• What you should do: Could you write out all the records once more, exactly?

——————

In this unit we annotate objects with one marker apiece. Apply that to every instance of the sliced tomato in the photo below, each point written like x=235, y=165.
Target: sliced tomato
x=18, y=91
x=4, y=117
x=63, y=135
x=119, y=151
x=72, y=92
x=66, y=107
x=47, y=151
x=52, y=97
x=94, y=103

——————

• Output:
In this unit we annotate objects with one marker apiece. Apply that to every instance of the sliced tomato in the photo below, each point written like x=235, y=165.
Target: sliced tomato
x=18, y=91
x=4, y=117
x=63, y=135
x=119, y=151
x=72, y=92
x=66, y=107
x=47, y=151
x=52, y=97
x=94, y=103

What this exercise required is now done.